(DIRECTIONS)
1) In one to three sentences, explain why the user research excerpt says its approach may not apply to everyone.
2) In the user research excerpt, rewrite the passage between "User research doesn’t" and "fear of stasis.", inclusive, swapping "headache" for "burden".
***** TEXT EXCERPT *****
User research doesn’t need to be a headache. It doesn’t need to be expensive, or time-consuming, or complicated. But it certainly feels that way sometimes, especially with deadlines, competing priorities, or a healthy fear of stasis.

“It sounds great, but we have way too much on our plate to spend time on this right now.”

“I already know what we should do, so why waste time second-guessing myself?”

I suspect the main underlying objection to making time for user research is simply not understanding it. Let’s change that!

This post outlines how my teammate Micah Wolfe and I redesigned Keen’s first-time developer experience during a week-long user research and design sprint. We riffed on Erika Hall’s awesome Minimum Viable Ethnography and introduced a few new tricks of our own. This may not be applicable to everyone –we have an existing product and customer base to draw from– but hopefully you find some of this helpful!
***** DATASET SECTION *****
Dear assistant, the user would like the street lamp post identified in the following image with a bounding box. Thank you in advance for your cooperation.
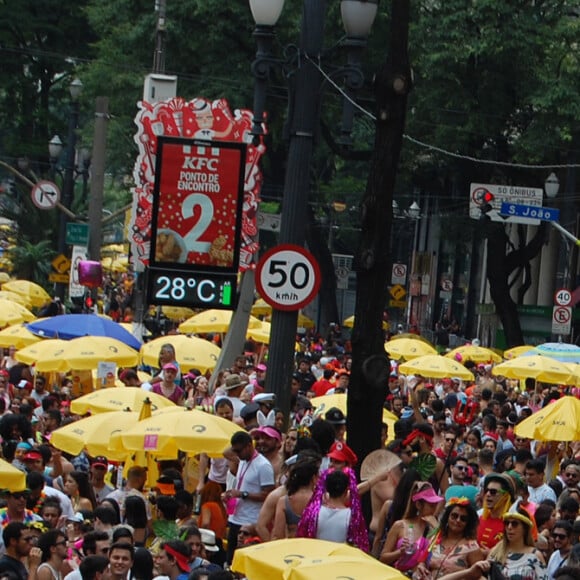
*****
(SOLUTIONS TO EACH TASK)
1) The approach may not apply to everyone because the team already had an existing product and customer base to draw from.

2)
User research doesn’t need to be a burden. It doesn’t need to be expensive, or time-consuming, or complicated. But it certainly feels that way sometimes, especially with deadlines, competing priorities, or a healthy fear of stasis.